**EXERCISE REQUIREMENTS**
Please restate the data that follows, leaving every word in place.

* * *

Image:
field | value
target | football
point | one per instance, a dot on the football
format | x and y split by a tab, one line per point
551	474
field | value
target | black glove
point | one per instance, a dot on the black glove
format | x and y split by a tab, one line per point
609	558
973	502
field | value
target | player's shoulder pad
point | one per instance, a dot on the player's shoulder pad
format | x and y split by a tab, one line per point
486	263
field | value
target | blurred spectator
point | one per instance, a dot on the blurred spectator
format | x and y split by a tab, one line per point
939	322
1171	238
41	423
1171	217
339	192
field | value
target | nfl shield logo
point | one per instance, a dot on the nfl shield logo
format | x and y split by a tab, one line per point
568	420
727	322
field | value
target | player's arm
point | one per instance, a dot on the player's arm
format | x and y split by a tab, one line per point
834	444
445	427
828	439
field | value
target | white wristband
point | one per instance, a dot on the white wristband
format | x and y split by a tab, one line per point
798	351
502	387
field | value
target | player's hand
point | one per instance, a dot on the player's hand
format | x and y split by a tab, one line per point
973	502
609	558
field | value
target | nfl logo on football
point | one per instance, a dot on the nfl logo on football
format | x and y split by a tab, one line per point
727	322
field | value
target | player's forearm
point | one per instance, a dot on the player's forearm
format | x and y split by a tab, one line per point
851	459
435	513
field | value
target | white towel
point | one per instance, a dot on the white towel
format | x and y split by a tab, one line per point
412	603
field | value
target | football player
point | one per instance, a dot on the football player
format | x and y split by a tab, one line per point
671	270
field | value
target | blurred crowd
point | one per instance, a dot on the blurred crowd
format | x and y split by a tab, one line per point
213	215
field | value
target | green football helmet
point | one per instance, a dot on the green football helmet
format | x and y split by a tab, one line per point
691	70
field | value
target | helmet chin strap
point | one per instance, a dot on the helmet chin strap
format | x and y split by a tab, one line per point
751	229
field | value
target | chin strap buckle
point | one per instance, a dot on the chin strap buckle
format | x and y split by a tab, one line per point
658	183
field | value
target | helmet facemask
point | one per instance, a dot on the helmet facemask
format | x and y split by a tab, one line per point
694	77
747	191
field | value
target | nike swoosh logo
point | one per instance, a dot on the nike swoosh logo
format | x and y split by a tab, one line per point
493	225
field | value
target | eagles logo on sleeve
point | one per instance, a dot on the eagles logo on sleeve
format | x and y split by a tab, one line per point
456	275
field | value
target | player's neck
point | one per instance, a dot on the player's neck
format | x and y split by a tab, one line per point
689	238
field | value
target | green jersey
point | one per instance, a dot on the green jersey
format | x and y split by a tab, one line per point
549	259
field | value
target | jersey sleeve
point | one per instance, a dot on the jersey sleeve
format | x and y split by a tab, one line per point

* * *

**COMPLETED TASK**
Image:
field | value
target | football
point | one per instance, a dot on the football
format | x and y split by a tab, one line per point
551	474
field | value
target | black glove
point | one per instance, a dot on the black glove
format | x and y split by a tab, one line per point
609	558
973	502
field | value
target | player's shoulder pad
point | one per instance, a dot on the player's shoulder pad
format | x and y split by a tab, one line per point
486	263
field | value
target | blurred spectator
point | one per instance, a dot on the blurred spectator
format | x and y split by a tab, one line per point
939	322
1171	238
41	423
1171	217
339	192
field | value
target | nfl shield logo
point | one per instance, a dot on the nfl shield logo
format | x and y split by a tab, one line per point
568	420
727	322
field | value
target | player's arm
point | one per instance, a dot on the player's arm
format | x and y split by a tab, one line per point
834	444
445	427
828	439
field | value
target | white wristband
point | one per instance, a dot on the white wristband
format | x and y split by a tab, one line per point
798	351
502	387
field | value
target | player's hand
point | one per instance, a dot on the player's hand
format | x and y split by a tab, one line per point
973	502
609	558
field | value
target | nfl logo on football
point | one per instance, a dot on the nfl logo on football
format | x and y split by a tab, one line per point
727	322
field | value
target | player's forearm
point | one per instance, a dot on the player's forearm
format | x and y split by a tab, one line per point
851	459
435	513
field | value
target | white towel
point | one per instance, a dot on the white towel
format | x and y split by a tab, one line per point
412	603
field | value
target | football player
point | one per instance, a dot on the football player
format | x and y split by a tab, one line per point
671	270
field | value
target | blurred crowd
point | one per instance, a dot on the blurred crowd
format | x and y split by a tab, one line per point
213	215
field | value
target | green football helmet
point | one per instance, a dot on the green football helmet
format | x and y split by a tab, one line per point
691	70
field | value
target | helmet chin strap
point | one per instance, a dot on the helmet chin strap
format | x and y split by a tab, one line per point
751	229
field | value
target | chin strap buckle
point | one per instance, a dot on the chin strap buckle
format | x and y split by a tab, one line per point
658	183
field | value
target | helmet facemask
point | one per instance, a dot on the helmet facemask
format | x and y split by a tab, one line per point
694	77
747	191
field | value
target | nike swoosh logo
point | one per instance, a dot on the nike swoosh logo
format | x and y split by a tab, one line per point
493	225
field | value
target | eagles logo on sleeve
point | one per instance, a dot on the eagles logo on sleeve
format | x and y split by a tab, one line per point
456	275
field | value
target | player's neck
point | one per instance, a dot on the player's neck
format | x and y split by a tab, one line per point
689	238
field | value
target | green jersey
point | one per instance, a dot on the green jersey
format | x and y split by a tab, one line per point
549	259
field | value
target | jersey sleeve
point | one per instance, a dot on the jersey sleeve
format | x and y split by a tab, one line per point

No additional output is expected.